*** Task input Section Begins ***

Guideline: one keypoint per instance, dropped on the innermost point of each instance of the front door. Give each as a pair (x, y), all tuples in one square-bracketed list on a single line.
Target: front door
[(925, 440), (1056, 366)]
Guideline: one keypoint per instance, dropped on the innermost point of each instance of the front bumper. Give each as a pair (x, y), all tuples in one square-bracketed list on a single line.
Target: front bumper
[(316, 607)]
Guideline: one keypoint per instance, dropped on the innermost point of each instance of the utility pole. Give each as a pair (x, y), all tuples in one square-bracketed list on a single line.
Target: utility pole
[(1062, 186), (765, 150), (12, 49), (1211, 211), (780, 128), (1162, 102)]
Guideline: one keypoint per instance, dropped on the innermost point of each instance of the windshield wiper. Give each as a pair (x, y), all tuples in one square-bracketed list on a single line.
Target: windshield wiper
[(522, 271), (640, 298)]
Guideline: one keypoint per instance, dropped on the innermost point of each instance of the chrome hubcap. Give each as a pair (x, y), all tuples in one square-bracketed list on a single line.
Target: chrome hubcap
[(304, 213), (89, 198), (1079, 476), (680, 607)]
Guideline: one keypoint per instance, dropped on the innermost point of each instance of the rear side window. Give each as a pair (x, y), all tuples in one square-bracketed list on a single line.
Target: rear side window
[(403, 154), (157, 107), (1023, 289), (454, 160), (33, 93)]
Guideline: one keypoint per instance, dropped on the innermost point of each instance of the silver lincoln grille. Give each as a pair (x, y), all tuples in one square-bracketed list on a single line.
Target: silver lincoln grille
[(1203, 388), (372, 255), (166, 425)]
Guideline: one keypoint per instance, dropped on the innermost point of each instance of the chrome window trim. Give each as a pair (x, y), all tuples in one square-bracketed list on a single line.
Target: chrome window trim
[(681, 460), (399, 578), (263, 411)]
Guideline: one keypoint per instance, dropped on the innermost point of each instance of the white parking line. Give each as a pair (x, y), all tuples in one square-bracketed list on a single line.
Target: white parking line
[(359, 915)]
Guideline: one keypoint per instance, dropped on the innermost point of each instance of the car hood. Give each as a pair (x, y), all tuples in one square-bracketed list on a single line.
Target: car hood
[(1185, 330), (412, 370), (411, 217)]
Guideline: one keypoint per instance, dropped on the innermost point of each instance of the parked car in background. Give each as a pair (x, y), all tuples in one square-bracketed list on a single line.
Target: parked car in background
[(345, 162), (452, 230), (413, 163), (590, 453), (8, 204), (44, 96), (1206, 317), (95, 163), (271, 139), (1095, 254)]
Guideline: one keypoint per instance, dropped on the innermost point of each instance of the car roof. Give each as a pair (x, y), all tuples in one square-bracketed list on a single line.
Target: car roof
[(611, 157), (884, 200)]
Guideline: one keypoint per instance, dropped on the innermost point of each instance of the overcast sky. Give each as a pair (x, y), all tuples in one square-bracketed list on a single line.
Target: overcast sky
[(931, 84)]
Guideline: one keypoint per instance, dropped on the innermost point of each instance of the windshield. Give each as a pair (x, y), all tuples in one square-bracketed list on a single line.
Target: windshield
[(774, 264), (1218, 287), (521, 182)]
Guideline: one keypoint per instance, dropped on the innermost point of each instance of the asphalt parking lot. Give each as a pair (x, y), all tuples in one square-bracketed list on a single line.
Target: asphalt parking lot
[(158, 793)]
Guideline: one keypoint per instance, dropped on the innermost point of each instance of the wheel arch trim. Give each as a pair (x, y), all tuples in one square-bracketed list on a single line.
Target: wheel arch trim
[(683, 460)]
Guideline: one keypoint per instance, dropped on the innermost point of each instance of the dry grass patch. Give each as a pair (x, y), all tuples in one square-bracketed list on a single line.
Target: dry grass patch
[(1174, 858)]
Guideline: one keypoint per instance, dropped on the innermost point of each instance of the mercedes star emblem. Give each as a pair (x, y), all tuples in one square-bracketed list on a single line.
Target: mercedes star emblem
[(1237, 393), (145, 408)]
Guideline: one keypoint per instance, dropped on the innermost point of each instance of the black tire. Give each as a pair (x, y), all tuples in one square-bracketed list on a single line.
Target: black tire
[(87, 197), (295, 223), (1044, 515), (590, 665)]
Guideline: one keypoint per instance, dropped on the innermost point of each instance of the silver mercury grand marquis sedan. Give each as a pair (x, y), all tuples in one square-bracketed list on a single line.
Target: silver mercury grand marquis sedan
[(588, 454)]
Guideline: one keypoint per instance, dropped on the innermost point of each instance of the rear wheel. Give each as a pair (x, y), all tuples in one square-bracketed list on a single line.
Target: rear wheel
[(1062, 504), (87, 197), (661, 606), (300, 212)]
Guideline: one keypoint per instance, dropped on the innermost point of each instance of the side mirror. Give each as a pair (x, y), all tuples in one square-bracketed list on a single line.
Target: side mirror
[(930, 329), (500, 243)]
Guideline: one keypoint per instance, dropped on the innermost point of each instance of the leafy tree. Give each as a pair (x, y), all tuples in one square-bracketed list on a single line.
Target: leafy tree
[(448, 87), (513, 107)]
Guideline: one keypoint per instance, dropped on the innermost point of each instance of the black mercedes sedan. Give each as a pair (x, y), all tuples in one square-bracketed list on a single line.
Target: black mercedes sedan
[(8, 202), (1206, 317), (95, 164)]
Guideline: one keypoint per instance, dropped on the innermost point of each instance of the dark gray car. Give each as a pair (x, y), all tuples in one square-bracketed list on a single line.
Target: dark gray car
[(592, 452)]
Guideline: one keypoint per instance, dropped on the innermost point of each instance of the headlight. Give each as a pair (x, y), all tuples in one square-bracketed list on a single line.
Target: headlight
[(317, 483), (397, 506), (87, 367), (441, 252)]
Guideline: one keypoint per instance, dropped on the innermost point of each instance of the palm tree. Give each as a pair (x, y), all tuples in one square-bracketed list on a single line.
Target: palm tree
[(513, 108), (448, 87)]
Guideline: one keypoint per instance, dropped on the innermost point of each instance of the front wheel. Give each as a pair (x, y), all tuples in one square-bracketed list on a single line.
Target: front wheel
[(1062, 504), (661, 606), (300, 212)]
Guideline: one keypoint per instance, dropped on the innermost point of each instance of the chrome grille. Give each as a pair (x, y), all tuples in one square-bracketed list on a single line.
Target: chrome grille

*** Task input Section Ends ***

Your objective – Extract the complete set of records unchanged.

Answer to this task –
Guideline: one keypoint per instance, dropped on the innermost point of each instance of the front door. Give each as a pair (x, y), all tuples in one square-bracketed list on a single line.
Target: front door
[(925, 440), (1056, 366)]
Guideline: one keypoint per instance, dropped on the innermost point of each instance of the front bumper. Give each as a pair (x, y), all tuples in one square-bracketed list on a single line.
Target: front bumper
[(316, 607)]
Guideline: one keypoint per instance, dropped on the innermost point of each instance of the utility pole. Give each as a pair (x, y), all tuples in one square-bracketed list on a single line.
Target: utility pole
[(1062, 186), (765, 150), (12, 49), (1211, 211), (780, 128), (1162, 102)]
Guideline: one keypoint per instance, dropped on the innermost point of each instance of the windshield wiper. Give each as a pair (x, y), all tuples in one square-bracketed list on a single line.
Target: windshield wiper
[(522, 271), (640, 298)]
Guideline: one keypoint per instance, dropped on the innermost point of each instance of the chrome hubcap. Give each as a pair (x, y), all tuples in one square-bracketed list on a single line.
Target: chrome hubcap
[(304, 213), (89, 198), (1079, 476), (680, 607)]
Guideline: one keypoint per instance, dropped on the innermost point of each instance of the rear side window. Give each as a pair (x, y), all tuples in one square-bracketed list on a single line.
Target: rear side window
[(403, 154), (157, 107), (1023, 289), (454, 160), (33, 93)]
Guideline: one keypoint per instance, dropped on the innermost point of each instance of the silver lincoln grille. Give each as a pair (x, y), all tuples in one square-bracketed list on a single line.
Target: silver lincoln grille
[(1203, 388), (372, 255), (166, 425)]
Guideline: one keypoint per instance, dropped on the innermost point of each instance of the chrome window trim. Give each as a pair (x, y), all tuples in one square-bracketed list on a single line.
Target: chrome window trim
[(681, 460), (399, 578), (263, 411)]
Guideline: one keypoint per instance, dropped on the innermost point of each instance of the white parking line. Give each as a pair (x, y), all tuples in one square-bracketed list on a single line.
Target: white parking line
[(359, 915)]
Guideline: one keypoint per instance, dropped on the innermost point of each instance of the car hood. Give each as a pair (x, y), all tuples in one square-bracketed list on a single line.
Target: car hood
[(1185, 330), (412, 370), (411, 217)]
Guideline: one keypoint per instance, dropped on the innermost point of each instance of the parked car in background. Give each as a pair (x, y), all tuples in one square-bracketed list on a single line.
Target: parked car in background
[(345, 162), (452, 230), (413, 163), (590, 453), (8, 204), (44, 96), (1206, 317), (95, 163), (271, 139), (1095, 254)]
Guideline: one keypoint per instance, dropped on the innermost point of each instance of the car roof. Give each as a pair (x, y), all tuples in one square-bracketed list on a single line.
Target: car roof
[(611, 157), (884, 200)]
Guideline: one keypoint per instance, dropped on the innermost point of each instance of the overcast sky. Give each as a pair (x, y), all tuples in one square-bracketed list on a single line.
Target: overcast sky
[(931, 84)]
Guideline: one keypoint per instance, dropped on the innermost point of each instance of the windshield. Give each as a pair (x, y), all tuples in one square-bracketed list on a single line.
Target: windshield
[(774, 264), (1218, 287), (521, 182)]
Guideline: one keypoint per instance, dropped on the innermost point of each instance of the asphalt parking lot. Give each as a pair (x, y), all tuples in one square-bracketed list on a single line.
Target: asphalt parking lot
[(158, 793)]
Guideline: one keypoint per instance, dropped on the innermost point of each instance of the wheel arch trim. Give each as a pair (x, y), all tuples in one square-bracketed list on a single line.
Target: wheel arch trim
[(683, 460)]
Guideline: one keypoint per instance, dropped on the innermost point of each instance of the dry grass patch. Give each as a pair (x, y), all tuples in one square-bracketed list on a single line.
Target: dry grass patch
[(1174, 858)]
Guideline: one keypoint per instance, dropped on the innermost point of each instance of the mercedes star emblem. Give each as a pair (x, y), all tuples in one square-bracketed list on a single line.
Target: mercedes star emblem
[(1237, 393), (145, 408)]
Guideline: one keypoint per instance, dropped on the innermost point of each instance of the black tire. Give each as a pair (x, y), all tuples in one square-bracketed list on a single line.
Target: black tire
[(87, 197), (295, 223), (1044, 515), (590, 665)]
Guideline: one keypoint per instance, dropped on the innermost point of each instance of the silver mercury grand marquis sedan. Give each as a pair (x, y), all tuples in one square-bracketed list on a single line.
Target: silver mercury grand marquis sedan
[(588, 454)]
Guideline: one keypoint per instance, dropped on the innermost point of each instance of the rear wheel. Give each as a pair (x, y), all tuples in one square-bracketed list on a single line.
Target: rear wheel
[(1062, 504), (87, 197), (661, 606), (300, 212)]
Guideline: one keypoint per instance, dropped on the innermost point of each instance of the side mirror. Give each as a pair (x, y), all tuples in one square-bracketed list on a single line.
Target: side mirror
[(930, 329), (500, 243)]
Guideline: one keypoint per instance, dropped on the innermost point of each instance of the leafy tree. Give each as a pair (x, y), all tuples in one square-bracketed list on a single line.
Target: leafy tree
[(448, 87), (513, 107)]
Guideline: one keypoint per instance, dropped on the innermost point of each instance of the black mercedes sedan. Give each as a pair (x, y), all tuples in one square-bracketed list on a single line.
Target: black mercedes sedan
[(8, 202), (1206, 317), (95, 164)]
Guideline: one keypoint per instance, dropped on the innermost point of each instance of the dark gray car. Give each as a pair (x, y), all tuples in one square-bracketed list on a single line.
Target: dark gray car
[(592, 452)]
Guideline: one keypoint per instance, dropped on the innermost point of each instance of the headlight. Give each as a pair (x, y), all tuples in one square-bracketed list on a single line.
Target: headlight
[(317, 483), (397, 506), (87, 367), (441, 252)]
Guideline: one keypoint per instance, dropped on the innermost point of each instance of the palm tree. Give each as a pair (x, y), all tuples in one square-bracketed list on a single line.
Target: palm tree
[(513, 108), (448, 87)]
Guideline: one keypoint per instance, dropped on the innermost point of each instance of the front wheel. Give each as a pair (x, y), all tuples in one square-bracketed list on a single line.
Target: front wheel
[(1062, 504), (661, 606), (300, 212)]
Guideline: one keypoint per instance, dropped on the innermost point of each instance of the chrome grille. Give each as a pair (x, y), all tuples in one square-bracketed list on a single line.
Target: chrome grille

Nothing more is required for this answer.